**** DATOS REGISTRADOS

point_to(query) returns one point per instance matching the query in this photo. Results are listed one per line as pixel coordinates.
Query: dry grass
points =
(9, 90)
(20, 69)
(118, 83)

********

Presente las líneas anteriores como una lista JSON de cadenas, con una cadena por cada línea y sin incluir las líneas en blanco.

RESULTADO OBTENIDO:
[
  "point_to(query) returns one point per instance matching the query in this photo. Results are listed one per line as pixel coordinates.",
  "Query: dry grass",
  "points =",
  "(9, 90)",
  "(20, 69)",
  "(118, 83)"
]